• _What you have to do_:
Restate word for word the lines of the entries below, starting with the line that holds "target | wooden post" and ending with the line that holds "target | white line marking on turf", and no others.

──────── Dataset excerpts ────────

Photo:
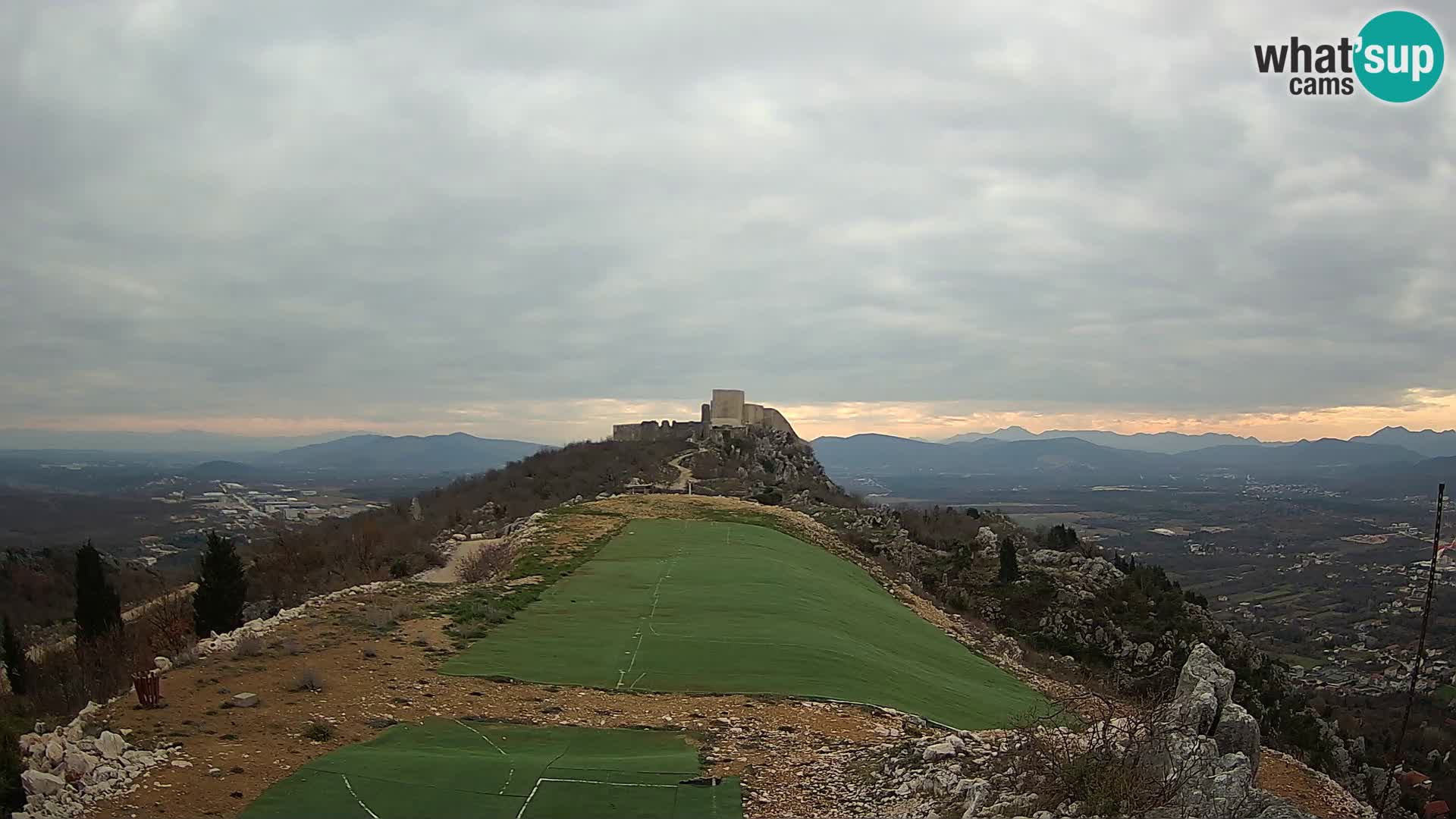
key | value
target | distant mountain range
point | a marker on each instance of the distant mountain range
(367, 453)
(1075, 461)
(1426, 442)
(118, 460)
(177, 442)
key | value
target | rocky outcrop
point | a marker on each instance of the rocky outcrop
(72, 767)
(1201, 746)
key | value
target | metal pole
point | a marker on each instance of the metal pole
(1420, 646)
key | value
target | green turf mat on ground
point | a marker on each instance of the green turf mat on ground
(503, 771)
(708, 607)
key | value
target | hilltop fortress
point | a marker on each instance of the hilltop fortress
(727, 409)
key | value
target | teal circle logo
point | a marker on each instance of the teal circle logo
(1400, 55)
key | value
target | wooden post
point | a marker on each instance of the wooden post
(1420, 646)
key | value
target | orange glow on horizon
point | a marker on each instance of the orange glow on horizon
(557, 422)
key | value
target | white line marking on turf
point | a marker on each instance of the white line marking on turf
(357, 798)
(657, 595)
(522, 812)
(511, 773)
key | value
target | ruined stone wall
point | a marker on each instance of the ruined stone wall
(727, 409)
(654, 430)
(775, 420)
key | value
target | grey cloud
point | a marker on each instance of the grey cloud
(384, 210)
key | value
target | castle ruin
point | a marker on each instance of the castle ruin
(727, 409)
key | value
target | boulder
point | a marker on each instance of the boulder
(41, 784)
(79, 763)
(1200, 707)
(1204, 665)
(943, 749)
(111, 745)
(1238, 732)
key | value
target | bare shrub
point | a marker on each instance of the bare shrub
(248, 646)
(1125, 764)
(388, 618)
(308, 679)
(319, 730)
(379, 617)
(488, 561)
(169, 623)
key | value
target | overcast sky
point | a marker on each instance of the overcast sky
(536, 219)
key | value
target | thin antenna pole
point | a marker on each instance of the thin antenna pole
(1420, 646)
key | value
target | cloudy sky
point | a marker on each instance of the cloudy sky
(536, 219)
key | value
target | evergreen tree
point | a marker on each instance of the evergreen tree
(12, 792)
(14, 659)
(98, 605)
(1009, 572)
(221, 588)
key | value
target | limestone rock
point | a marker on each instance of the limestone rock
(111, 745)
(1238, 732)
(1200, 707)
(1204, 665)
(79, 763)
(41, 784)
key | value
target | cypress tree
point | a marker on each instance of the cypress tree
(221, 588)
(14, 659)
(1009, 572)
(98, 605)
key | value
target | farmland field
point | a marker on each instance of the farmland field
(504, 771)
(712, 607)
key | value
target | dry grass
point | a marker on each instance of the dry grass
(249, 646)
(1123, 764)
(308, 679)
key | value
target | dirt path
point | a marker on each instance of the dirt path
(683, 472)
(450, 572)
(1310, 792)
(373, 676)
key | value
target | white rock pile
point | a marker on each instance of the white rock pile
(262, 626)
(72, 767)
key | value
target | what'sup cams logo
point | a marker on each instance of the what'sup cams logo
(1397, 57)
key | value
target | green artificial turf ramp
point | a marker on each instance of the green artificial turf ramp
(708, 607)
(503, 771)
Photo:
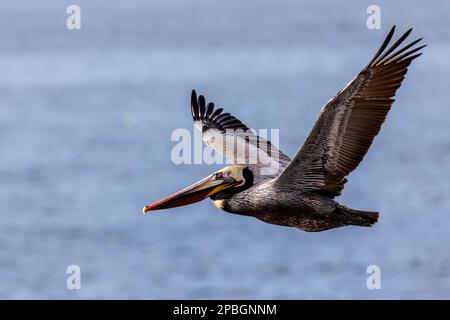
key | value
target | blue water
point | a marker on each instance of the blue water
(85, 124)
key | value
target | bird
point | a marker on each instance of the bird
(300, 192)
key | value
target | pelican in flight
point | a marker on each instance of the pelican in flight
(300, 192)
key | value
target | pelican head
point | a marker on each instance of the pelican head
(224, 179)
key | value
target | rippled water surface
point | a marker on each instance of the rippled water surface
(85, 124)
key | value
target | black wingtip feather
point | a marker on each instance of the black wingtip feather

────────

• _Solution to the exercise_:
target | wooden post
point | a marker on each instance of the wooden post
(1420, 646)
key | value
target | orange glow on horizon
point | a marker on each instance of the orange glow on horizon
(557, 422)
key | value
target | white line marking on turf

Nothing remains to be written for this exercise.